Record excerpts |
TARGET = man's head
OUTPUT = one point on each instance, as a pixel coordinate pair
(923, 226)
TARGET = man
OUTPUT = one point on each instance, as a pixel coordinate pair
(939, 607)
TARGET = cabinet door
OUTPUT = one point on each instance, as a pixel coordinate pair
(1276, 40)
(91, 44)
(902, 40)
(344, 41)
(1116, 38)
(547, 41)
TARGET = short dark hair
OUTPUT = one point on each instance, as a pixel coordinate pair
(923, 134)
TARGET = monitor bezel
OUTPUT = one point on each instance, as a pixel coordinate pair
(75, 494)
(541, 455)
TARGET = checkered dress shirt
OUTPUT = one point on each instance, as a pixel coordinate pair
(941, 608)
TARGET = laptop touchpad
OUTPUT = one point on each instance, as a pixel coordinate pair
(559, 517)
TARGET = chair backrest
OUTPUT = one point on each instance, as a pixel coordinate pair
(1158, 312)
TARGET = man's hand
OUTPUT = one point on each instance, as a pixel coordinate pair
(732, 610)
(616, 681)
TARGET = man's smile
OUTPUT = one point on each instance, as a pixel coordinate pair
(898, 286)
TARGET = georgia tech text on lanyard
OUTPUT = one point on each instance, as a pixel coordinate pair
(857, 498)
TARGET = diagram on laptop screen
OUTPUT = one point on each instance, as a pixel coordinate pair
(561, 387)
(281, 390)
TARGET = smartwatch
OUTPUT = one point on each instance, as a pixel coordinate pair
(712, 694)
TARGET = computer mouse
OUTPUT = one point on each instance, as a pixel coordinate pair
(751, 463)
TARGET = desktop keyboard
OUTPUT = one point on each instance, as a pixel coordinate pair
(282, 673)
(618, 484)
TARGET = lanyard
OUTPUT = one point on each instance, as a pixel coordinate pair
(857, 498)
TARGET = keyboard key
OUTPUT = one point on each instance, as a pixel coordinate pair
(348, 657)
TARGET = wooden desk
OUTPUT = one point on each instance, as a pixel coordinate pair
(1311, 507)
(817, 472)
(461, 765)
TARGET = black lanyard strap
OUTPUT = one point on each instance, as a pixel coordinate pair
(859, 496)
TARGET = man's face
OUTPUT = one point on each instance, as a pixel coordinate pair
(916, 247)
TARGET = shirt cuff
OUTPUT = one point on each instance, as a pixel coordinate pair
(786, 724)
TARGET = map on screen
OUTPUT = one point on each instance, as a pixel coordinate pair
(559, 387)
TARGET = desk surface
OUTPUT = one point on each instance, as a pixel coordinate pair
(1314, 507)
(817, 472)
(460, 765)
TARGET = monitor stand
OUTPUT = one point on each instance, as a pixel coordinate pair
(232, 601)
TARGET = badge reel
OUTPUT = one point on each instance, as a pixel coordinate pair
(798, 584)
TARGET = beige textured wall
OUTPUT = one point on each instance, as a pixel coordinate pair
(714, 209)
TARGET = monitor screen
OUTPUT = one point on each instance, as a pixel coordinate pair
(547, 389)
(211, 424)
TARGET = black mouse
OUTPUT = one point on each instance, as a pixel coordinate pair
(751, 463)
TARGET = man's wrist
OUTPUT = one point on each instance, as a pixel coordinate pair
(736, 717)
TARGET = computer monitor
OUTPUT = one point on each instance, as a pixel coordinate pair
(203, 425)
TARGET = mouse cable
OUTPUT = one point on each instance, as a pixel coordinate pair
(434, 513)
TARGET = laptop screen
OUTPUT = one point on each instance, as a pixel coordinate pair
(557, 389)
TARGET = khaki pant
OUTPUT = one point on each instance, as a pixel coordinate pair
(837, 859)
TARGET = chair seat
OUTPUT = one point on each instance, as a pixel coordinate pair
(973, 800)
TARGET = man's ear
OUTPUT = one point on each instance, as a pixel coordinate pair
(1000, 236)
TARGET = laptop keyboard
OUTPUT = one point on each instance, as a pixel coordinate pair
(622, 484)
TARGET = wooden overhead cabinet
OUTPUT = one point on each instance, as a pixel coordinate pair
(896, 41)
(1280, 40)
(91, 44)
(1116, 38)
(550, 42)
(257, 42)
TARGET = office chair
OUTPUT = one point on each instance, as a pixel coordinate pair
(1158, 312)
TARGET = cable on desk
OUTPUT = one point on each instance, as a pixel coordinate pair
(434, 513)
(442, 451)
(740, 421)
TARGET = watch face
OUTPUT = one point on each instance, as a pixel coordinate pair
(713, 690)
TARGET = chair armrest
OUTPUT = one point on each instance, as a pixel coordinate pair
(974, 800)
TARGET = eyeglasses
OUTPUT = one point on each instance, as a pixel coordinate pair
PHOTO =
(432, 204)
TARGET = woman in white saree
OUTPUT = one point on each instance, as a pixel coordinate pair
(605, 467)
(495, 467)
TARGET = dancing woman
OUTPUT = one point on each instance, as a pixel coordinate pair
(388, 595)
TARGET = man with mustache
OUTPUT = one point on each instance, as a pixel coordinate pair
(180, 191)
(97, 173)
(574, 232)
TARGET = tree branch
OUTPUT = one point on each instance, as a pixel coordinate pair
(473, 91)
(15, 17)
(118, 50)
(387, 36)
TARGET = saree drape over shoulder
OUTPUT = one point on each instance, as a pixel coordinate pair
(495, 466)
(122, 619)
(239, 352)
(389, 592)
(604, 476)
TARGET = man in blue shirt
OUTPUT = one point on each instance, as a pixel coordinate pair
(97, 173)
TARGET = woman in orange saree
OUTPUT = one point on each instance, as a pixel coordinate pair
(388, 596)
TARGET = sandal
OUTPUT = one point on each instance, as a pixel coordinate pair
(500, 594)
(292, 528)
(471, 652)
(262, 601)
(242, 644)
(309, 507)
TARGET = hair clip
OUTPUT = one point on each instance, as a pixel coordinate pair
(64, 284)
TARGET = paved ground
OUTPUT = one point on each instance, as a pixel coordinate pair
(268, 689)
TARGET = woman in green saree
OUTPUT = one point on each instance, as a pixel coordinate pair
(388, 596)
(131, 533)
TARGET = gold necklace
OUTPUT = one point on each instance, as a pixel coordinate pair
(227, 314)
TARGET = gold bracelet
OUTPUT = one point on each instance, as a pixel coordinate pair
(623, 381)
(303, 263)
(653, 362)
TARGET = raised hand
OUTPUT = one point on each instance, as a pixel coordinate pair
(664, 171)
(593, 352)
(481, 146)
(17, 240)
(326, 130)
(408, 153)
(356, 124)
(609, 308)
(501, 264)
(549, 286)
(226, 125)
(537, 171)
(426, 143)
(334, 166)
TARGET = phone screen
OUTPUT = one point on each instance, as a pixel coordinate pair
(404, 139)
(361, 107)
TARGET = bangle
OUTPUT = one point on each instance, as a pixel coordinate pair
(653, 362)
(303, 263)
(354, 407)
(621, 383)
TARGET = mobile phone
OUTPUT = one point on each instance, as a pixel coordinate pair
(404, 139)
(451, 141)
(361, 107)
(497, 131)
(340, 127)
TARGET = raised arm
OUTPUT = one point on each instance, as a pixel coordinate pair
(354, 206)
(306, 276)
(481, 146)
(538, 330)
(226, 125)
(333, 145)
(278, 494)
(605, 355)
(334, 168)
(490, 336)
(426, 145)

To be done | Quote the material exactly, leaving nothing out.

Answer |
TARGET = man's head
OUTPUT = one point on each instance, as a pixel coordinate pair
(923, 226)
TARGET = man
OUTPUT = one point on each instance, as a pixel coordinate pair
(939, 607)
TARGET = cabinet door
OUTPUT = one point on each instance, as a pixel coordinate pair
(1276, 40)
(91, 44)
(902, 40)
(344, 41)
(1116, 38)
(547, 41)
TARGET = short dark hair
OUTPUT = one point on each instance, as a pixel coordinate pair
(923, 134)
TARGET = monitor bezel
OUTPUT = one point on each instance, as a pixel coordinate pair
(75, 494)
(541, 455)
TARGET = checkered dress shirt
OUTPUT = one point on each instance, as a pixel coordinate pair
(941, 608)
TARGET = laptop touchpad
OUTPUT = one point on each instance, as a pixel coordinate pair
(559, 517)
TARGET = chair backrest
OUTPUT = one point on each instance, as a pixel coordinate pair
(1158, 312)
TARGET = man's hand
OUTPUT = one point on each instance, as a pixel coordinate pair
(732, 610)
(616, 681)
TARGET = man's smile
OUTPUT = one point on each instance, as a pixel coordinate pair
(898, 286)
TARGET = georgia tech text on lanyard
OUTPUT = one point on each instance, as a pixel coordinate pair
(857, 498)
TARGET = diagram on laptop screen
OUTPUT = one point on each instance, as a pixel coordinate pair
(561, 387)
(281, 390)
TARGET = smartwatch
OUTPUT = one point on each instance, as a pixel coordinate pair
(712, 694)
TARGET = computer mouse
OUTPUT = one point on each instance, as a pixel coordinate pair
(751, 463)
TARGET = desktop keyboard
OUTPUT = one point on each instance, as a pixel coordinate pair
(282, 673)
(618, 484)
TARGET = lanyard
OUTPUT = one point on each instance, as a pixel coordinate pair
(857, 498)
TARGET = keyboard key
OUTPUT = one point on each instance, as a pixel coordinate pair
(348, 657)
TARGET = wooden desk
OUTPUT = one point on each instance, as a pixel coordinate pair
(1311, 507)
(817, 472)
(461, 765)
TARGET = black lanyard strap
OUTPUT = one point on each instance, as a pixel coordinate pair
(859, 496)
TARGET = man's face
OUTPUT = one point on each instance, as a pixel coordinate pair
(916, 247)
TARGET = shirt cuff
OUTPUT = one point on each instance, as a pixel coordinate pair
(786, 724)
TARGET = map on screen
OUTPUT = one point on each instance, as a pixel coordinate pair
(559, 387)
TARGET = desk surface
OUTPUT = one point on each instance, as a pixel coordinate pair
(1314, 507)
(817, 472)
(460, 765)
TARGET = monitor stand
OUTPUT = one point on each instance, as a pixel coordinate pair
(232, 601)
TARGET = badge reel
OUTPUT = one point on each instance, as a pixel coordinate pair
(798, 584)
TARGET = beige textured wall
OUTPUT = one point on each instance, as a pixel coordinate pair
(714, 209)
TARGET = monitor screen
OUTPUT = one point on each instance, as a pixel coordinate pair
(547, 389)
(211, 424)
TARGET = black mouse
OUTPUT = one point on each instance, as a pixel coordinate pair
(751, 463)
TARGET = man's wrist
OUTPUT = one point on each instance, as a pixel coordinate pair
(736, 717)
TARGET = computer monitor
OUTPUT = one point on each instance, as a pixel coordinate pair
(203, 425)
TARGET = mouse cable
OUTPUT = one point on each instance, as a pixel coordinate pair
(434, 513)
TARGET = laptop screen
OUTPUT = one point on each instance, as a pixel coordinate pair
(557, 389)
TARGET = khaki pant
OUTPUT = one point on each instance, as a pixel coordinate pair
(837, 859)
TARGET = chair seat
OUTPUT = one point on each instance, as a pixel coordinate pair
(973, 800)
TARGET = man's ear
OUTPUT = one point on each instance, as a pixel coordinate pair
(1000, 236)
TARGET = laptop keyboard
OUTPUT = one point on each instance, as a pixel coordinate pair
(622, 484)
TARGET = wooden overhead cabinet
OUTPUT = one point on each instance, as a pixel coordinate pair
(896, 41)
(1280, 40)
(91, 44)
(1116, 38)
(550, 42)
(257, 42)
TARGET = office chair
OUTPUT = one point on each instance, as a pixel coordinate pair
(1158, 312)
TARGET = cable on desk
OUTPUT = one point on each instance, as a pixel coordinate pair
(434, 513)
(442, 451)
(740, 421)
TARGET = watch face
OUTPUT = one point on each instance, as a pixel coordinate pair
(713, 690)
TARGET = chair armrest
OUTPUT = one point on each instance, as a pixel coordinate pair
(974, 800)
TARGET = eyeglasses
OUTPUT = one point on each instance, as a pixel coordinate pair
PHOTO =
(432, 204)
TARGET = woman in white saree
OUTPUT = one point on each instance, as a pixel coordinate pair
(605, 467)
(495, 467)
TARGET = dancing woman
OUTPUT = one point on each instance, as a pixel coordinate pair
(388, 595)
TARGET = man with mustache
OUTPUT = one point on each instance, as a pixel coordinate pair
(180, 191)
(97, 173)
(574, 232)
TARGET = tree branch
OUTPUT = one point on each instance, as a pixel coordinate pair
(473, 91)
(15, 17)
(118, 50)
(387, 36)
TARGET = saree drape over shoulder
OUTPUT = one point on each instance, as a pixel coordinate pair
(495, 466)
(122, 619)
(239, 352)
(389, 592)
(604, 476)
TARGET = man in blue shirt
OUTPUT = one point on each instance, as a pixel coordinate pair
(97, 173)
TARGET = woman in orange saree
OUTPUT = one point on each instance, as a pixel coordinate pair
(388, 596)
TARGET = sandal
OUTPUT = one point on each instance, as a pixel coordinate pair
(500, 594)
(292, 528)
(471, 652)
(262, 601)
(242, 644)
(309, 507)
TARGET = hair clip
OUTPUT = one point on each instance, as a pixel coordinate pair
(64, 284)
TARGET = paved ground
OUTPUT = one point on each instance, as a pixel coordinate pair
(268, 689)
TARGET = woman in green saree
OUTPUT = one point on each instance, as a pixel coordinate pair
(388, 596)
(131, 533)
TARGET = gold necklace
OUTPUT = one point on each instance, as a pixel coordinate pair
(227, 314)
TARGET = gold bracelet
OUTPUT = one point on each instance, as a pixel coordinate pair
(623, 381)
(303, 263)
(653, 362)
TARGET = raised hand
OUTPUT = one point on each instance, as a pixel coordinate pair
(664, 171)
(593, 352)
(481, 146)
(17, 240)
(326, 130)
(408, 153)
(356, 124)
(609, 308)
(501, 264)
(549, 286)
(226, 125)
(537, 171)
(426, 143)
(334, 166)
TARGET = phone screen
OUTPUT = one point on each instance, as a pixel coordinate pair
(404, 139)
(361, 107)
TARGET = bangle
OUTPUT = one point on each instance, as a pixel coordinate pair
(653, 362)
(303, 263)
(354, 407)
(621, 383)
TARGET = mobile phone
OUTPUT = one point on each instance, as a pixel coordinate pair
(404, 139)
(451, 141)
(361, 107)
(497, 131)
(340, 127)
TARGET = raised arm
OUTPUT = one point on each instance, as a pixel coordinate pair
(354, 206)
(306, 276)
(481, 146)
(538, 330)
(226, 125)
(333, 145)
(278, 494)
(605, 355)
(334, 168)
(490, 336)
(426, 145)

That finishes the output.